## Problem requirements
From the listing below, extract each entry exactly as written, minus the images.

** Opening Extracted information block **

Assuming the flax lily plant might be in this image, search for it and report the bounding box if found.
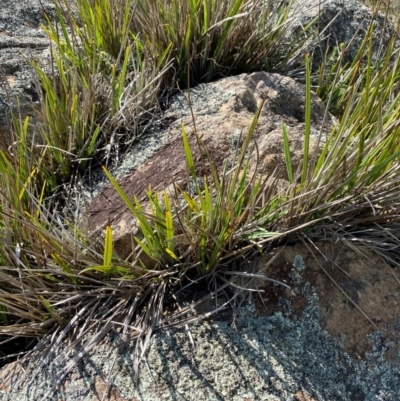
[13,0,311,197]
[1,0,400,386]
[102,99,279,276]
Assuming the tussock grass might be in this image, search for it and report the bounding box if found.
[15,0,311,197]
[1,0,400,390]
[131,0,312,86]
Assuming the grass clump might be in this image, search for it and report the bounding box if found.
[132,0,311,86]
[33,0,314,193]
[1,0,400,390]
[102,100,279,276]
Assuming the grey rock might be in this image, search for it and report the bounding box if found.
[0,0,56,137]
[287,0,399,73]
[1,254,399,401]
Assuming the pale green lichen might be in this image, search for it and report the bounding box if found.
[293,254,306,271]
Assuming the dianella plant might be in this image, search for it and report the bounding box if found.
[1,0,400,382]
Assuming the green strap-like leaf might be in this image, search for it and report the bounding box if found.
[282,121,293,184]
[103,225,113,267]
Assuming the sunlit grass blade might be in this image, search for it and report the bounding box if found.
[281,121,293,184]
[302,53,311,185]
[103,225,113,268]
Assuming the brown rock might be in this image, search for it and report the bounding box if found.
[295,388,318,401]
[88,72,334,260]
[254,241,400,363]
[0,361,22,393]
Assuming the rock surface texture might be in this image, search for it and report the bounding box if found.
[88,72,334,259]
[0,0,55,135]
[288,0,400,71]
[1,248,399,401]
[1,1,400,401]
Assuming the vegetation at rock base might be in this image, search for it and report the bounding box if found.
[1,0,400,387]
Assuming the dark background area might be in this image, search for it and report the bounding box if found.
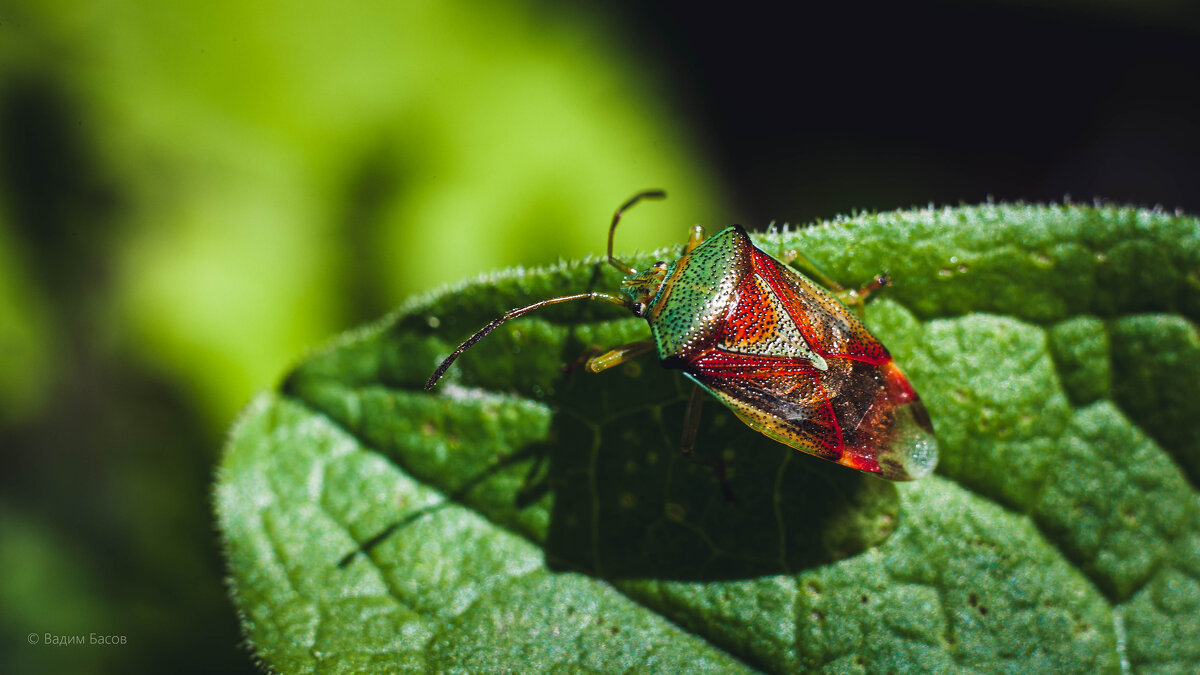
[630,2,1200,222]
[2,2,1197,673]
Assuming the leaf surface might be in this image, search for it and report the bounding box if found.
[216,203,1200,673]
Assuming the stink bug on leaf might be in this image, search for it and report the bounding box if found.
[426,191,937,482]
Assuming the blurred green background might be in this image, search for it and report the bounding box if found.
[2,1,1198,673]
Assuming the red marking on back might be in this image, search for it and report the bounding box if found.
[690,350,823,377]
[809,379,845,458]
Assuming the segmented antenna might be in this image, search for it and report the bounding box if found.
[427,190,667,389]
[607,189,665,275]
[425,292,627,389]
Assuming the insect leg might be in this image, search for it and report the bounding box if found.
[784,249,892,318]
[584,339,655,373]
[562,345,605,374]
[839,273,892,317]
[684,224,706,253]
[679,385,734,502]
[679,383,705,455]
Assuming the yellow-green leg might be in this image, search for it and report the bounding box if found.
[685,224,706,253]
[584,339,656,373]
[585,339,733,502]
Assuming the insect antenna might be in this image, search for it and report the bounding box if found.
[607,189,666,275]
[425,291,628,389]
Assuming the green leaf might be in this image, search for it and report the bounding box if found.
[216,203,1200,673]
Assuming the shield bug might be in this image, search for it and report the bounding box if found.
[426,191,937,481]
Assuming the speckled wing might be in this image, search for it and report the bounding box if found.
[684,243,938,480]
[686,356,936,480]
[685,360,842,457]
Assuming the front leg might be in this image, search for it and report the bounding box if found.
[584,339,656,373]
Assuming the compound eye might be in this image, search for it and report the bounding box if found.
[631,302,647,317]
[653,261,667,270]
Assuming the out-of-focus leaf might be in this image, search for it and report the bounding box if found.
[0,506,110,675]
[0,209,53,426]
[3,0,724,427]
[217,203,1200,672]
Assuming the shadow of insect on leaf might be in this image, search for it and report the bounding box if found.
[335,317,903,580]
[329,253,905,580]
[532,359,903,580]
[336,442,550,569]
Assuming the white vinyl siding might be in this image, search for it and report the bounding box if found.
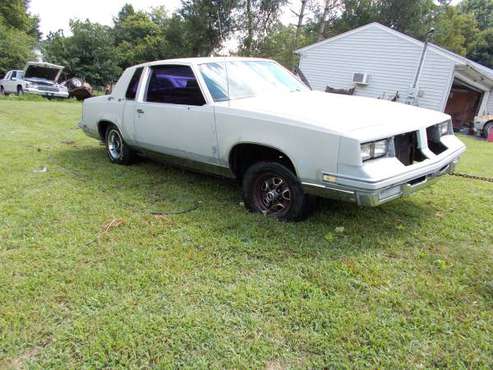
[486,93,493,115]
[416,49,456,111]
[298,24,472,112]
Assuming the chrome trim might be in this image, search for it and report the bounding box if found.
[138,148,235,179]
[303,158,458,207]
[322,146,464,185]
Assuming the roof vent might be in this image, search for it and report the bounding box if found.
[353,72,369,85]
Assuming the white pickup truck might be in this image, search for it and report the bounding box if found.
[0,62,69,98]
[79,57,466,221]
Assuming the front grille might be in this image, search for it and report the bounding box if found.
[426,125,448,155]
[37,85,59,92]
[394,131,426,166]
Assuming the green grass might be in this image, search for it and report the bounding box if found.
[1,99,492,369]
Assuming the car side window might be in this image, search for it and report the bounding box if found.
[145,65,206,106]
[11,71,16,80]
[125,67,144,100]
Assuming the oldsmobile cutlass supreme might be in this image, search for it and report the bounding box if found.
[79,57,466,221]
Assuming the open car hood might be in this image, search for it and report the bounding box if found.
[23,62,64,83]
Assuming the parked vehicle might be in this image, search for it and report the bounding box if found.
[61,78,93,101]
[79,57,466,221]
[0,62,69,98]
[473,114,493,137]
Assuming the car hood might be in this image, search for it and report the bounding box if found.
[23,62,64,83]
[224,91,450,140]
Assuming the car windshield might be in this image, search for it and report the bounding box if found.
[199,60,308,102]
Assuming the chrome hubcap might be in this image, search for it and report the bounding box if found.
[254,174,292,215]
[108,130,123,159]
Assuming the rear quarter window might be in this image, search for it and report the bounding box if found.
[125,67,144,100]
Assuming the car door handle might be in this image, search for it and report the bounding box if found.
[137,109,144,114]
[107,96,114,101]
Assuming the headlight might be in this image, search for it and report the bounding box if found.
[361,139,389,161]
[439,121,451,136]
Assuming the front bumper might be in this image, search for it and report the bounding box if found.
[303,149,463,207]
[25,88,69,98]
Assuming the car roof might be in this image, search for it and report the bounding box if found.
[132,56,273,69]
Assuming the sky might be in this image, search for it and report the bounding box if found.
[30,0,461,39]
[30,0,183,37]
[30,0,304,38]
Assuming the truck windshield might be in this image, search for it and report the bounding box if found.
[199,61,308,102]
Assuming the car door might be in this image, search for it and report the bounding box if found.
[121,66,144,146]
[5,71,16,93]
[134,64,218,165]
[1,71,10,92]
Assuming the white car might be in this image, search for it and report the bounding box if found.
[79,57,466,221]
[0,62,69,98]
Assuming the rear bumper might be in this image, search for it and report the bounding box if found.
[78,121,100,139]
[303,148,463,207]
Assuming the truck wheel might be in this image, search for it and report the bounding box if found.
[16,86,23,96]
[105,125,135,165]
[483,122,493,138]
[242,161,312,221]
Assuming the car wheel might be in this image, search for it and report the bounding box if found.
[483,122,493,138]
[0,86,4,96]
[16,86,23,96]
[242,161,312,221]
[105,125,135,165]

** Closing Extracted information block **

## Output of the exercise
Assuming the flax lily plant might be in this image, search for it and report the bounding box if found.
[13,0,311,197]
[1,0,400,386]
[102,99,279,276]
Assuming the tussock grass might be in this image, search for it and report the bounding box if found.
[15,0,311,197]
[1,0,400,390]
[131,0,312,86]
Assuming the grass clump might be in this image, search for it and report the bounding box if found.
[132,0,311,86]
[33,0,314,193]
[1,0,400,390]
[102,100,279,276]
Assuming the grey rock might be in this image, search for it and report the bounding box if found.
[0,0,56,137]
[287,0,399,73]
[1,254,399,401]
Assuming the pale green lichen might be in this image, search for it and report the bounding box if found.
[293,254,306,271]
Assuming the dianella plant might be in this image, search for it and report the bounding box if found.
[1,0,400,382]
Assuming the green strap-like leaf might be in this image, search for it and report the bounding box if found.
[282,121,293,184]
[103,225,113,267]
Assuming the sunlit grass blade might be in this image, search for it and report the bounding box if found.
[281,121,293,184]
[302,53,311,185]
[103,225,113,268]
Assuming the brown rock might be in this image, search for it and report the bounding box if found.
[295,388,318,401]
[88,72,334,260]
[254,241,400,363]
[0,361,22,393]
Assuming the rock surface texture might be in this image, search for it and report the bounding box if found.
[88,72,334,259]
[0,0,55,135]
[288,0,400,71]
[1,248,399,401]
[1,1,400,401]
Assuming the vegetation at rock base might be in this image, search for it and report the bounding box if found.
[1,0,400,387]
Assuming the dark background area might be in this image, search for it and report the bounding box if found.
[630,2,1200,222]
[2,2,1197,673]
Assuming the leaf surface might be in this image, search for it and report the bounding box if found.
[216,203,1200,673]
Assuming the stink bug on leaf might be in this image, search for it and report the bounding box if found.
[426,191,937,482]
Assuming the blurred green background might be in this image, search for it and report the bounding box if found.
[2,1,1198,673]
Assuming the red marking on back might be in this image, search for it and report the bounding box if found.
[690,350,823,377]
[809,379,845,458]
Assuming the segmented antenna might be in this image, search for it and report the bounding box if found.
[427,190,667,389]
[607,189,665,275]
[425,292,627,389]
Assuming the insect leg might be in this image, search for it and report the bounding box if found.
[784,249,892,318]
[584,339,655,373]
[562,345,605,374]
[839,273,892,317]
[684,224,706,253]
[679,385,734,502]
[679,383,705,455]
Assuming the yellow-green leg might be in this image, search for it and report the bounding box if found.
[685,224,706,253]
[584,339,656,373]
[585,339,733,502]
Assuming the insect antenna might be in this image, search for it and report the bounding box if found.
[607,189,666,275]
[425,291,628,389]
Assuming the green leaf might be in this image, search for it and report the bounding box if found.
[216,203,1200,673]
Assuming the shield bug might be in this image, search for it and report the bounding box if found.
[426,191,937,481]
Assuming the speckled wing might be in this image, search for it and report the bounding box if found.
[684,243,938,480]
[686,356,936,480]
[685,360,842,457]
Assuming the front leg might be in this image, search for it and report the bounding box if found.
[584,339,656,373]
Assuming the compound eye might be in this image, search for it and report the bounding box if found.
[631,302,647,317]
[653,261,667,270]
Assuming the out-of-focus leaf might be in this image, search for it and report the bounding box if found.
[0,506,110,675]
[0,209,53,426]
[3,0,724,427]
[217,203,1200,672]
Assuming the shadow of insect on leaf might be in this image, search for it and report the bounding box if found.
[335,317,903,580]
[329,253,905,580]
[532,359,903,580]
[336,442,550,569]
Assuming the white vinyl siding might be in this image, search for it and report the bounding box if found.
[486,93,493,115]
[416,49,456,111]
[298,24,472,112]
Assuming the chrome trim might be in this image, search for it and report the bounding box if found.
[138,148,235,179]
[303,158,458,207]
[322,146,464,185]
Assuming the roof vent might be in this image, search for it and report the bounding box if found.
[353,72,369,85]
Assuming the white pickup truck might be in this image, search for it and report the bounding box if found.
[0,62,69,98]
[79,57,466,221]
Assuming the front grille might be in this image, search for it and report the bounding box if found.
[426,125,448,155]
[37,85,59,92]
[394,131,426,166]
Assuming the green grass might be in this image, search for it and report the bounding box if found.
[1,99,492,369]
Assuming the car side window might be in this image, search for it and report the bounding box if found.
[145,65,206,106]
[11,71,16,80]
[125,67,144,100]
Assuming the oldsmobile cutlass supreme might be in this image, search for it and report the bounding box if found.
[79,57,466,221]
Assuming the open car hood might be in this image, search for it and report the bounding box if found.
[23,62,64,83]
Assuming the parked vehicle might be in this image, search for it and report the bounding box if found.
[61,78,93,101]
[79,57,466,221]
[0,62,69,98]
[473,114,493,137]
Assuming the car hood might be in this image, search for it and report the bounding box if found.
[23,62,64,83]
[224,91,450,140]
Assuming the car windshield might be in this image, search for it and report the bounding box if found.
[199,60,308,102]
Assuming the chrome hubcap might be in this image, search for it and report the bounding box if found.
[254,174,292,215]
[108,130,123,159]
Assuming the rear quarter window might be in this image, search for it and report the bounding box if found.
[125,67,144,100]
Assuming the car door handle might be in this image, search for it and report the bounding box if found.
[137,109,144,114]
[107,96,114,101]
Assuming the headlight might be in this image, search for it and report the bounding box if found.
[361,139,389,161]
[439,121,451,136]
Assuming the front bumper might be in this image, search for it and report the bounding box if found.
[303,149,463,207]
[25,88,69,98]
Assuming the car roof might be in this image, search for it and report the bounding box if found.
[132,56,273,69]
Assuming the sky might be in this image, search for it and report the bounding box if found.
[30,0,461,39]
[30,0,183,37]
[30,0,304,38]
Assuming the truck windshield might be in this image, search for it and report the bounding box if found.
[199,61,308,102]
Assuming the car door might be in this image, search for it and report the bounding box if found.
[121,66,144,146]
[5,71,16,93]
[134,64,218,165]
[1,71,10,92]
Assuming the white car might be in this image, search for it and report the bounding box if found.
[79,57,466,221]
[0,62,69,98]
Assuming the rear bumper might be in this image, search for it and report the bounding box if found.
[78,121,100,139]
[303,148,463,207]
Assuming the truck wheel might be in this image, search for it and report the bounding box if found.
[16,86,23,96]
[105,125,135,165]
[483,122,493,138]
[242,161,312,221]
Assuming the car wheel might be in this image, search for it and report the bounding box if found.
[483,122,493,138]
[0,86,4,96]
[16,86,23,96]
[242,161,312,221]
[105,125,135,165]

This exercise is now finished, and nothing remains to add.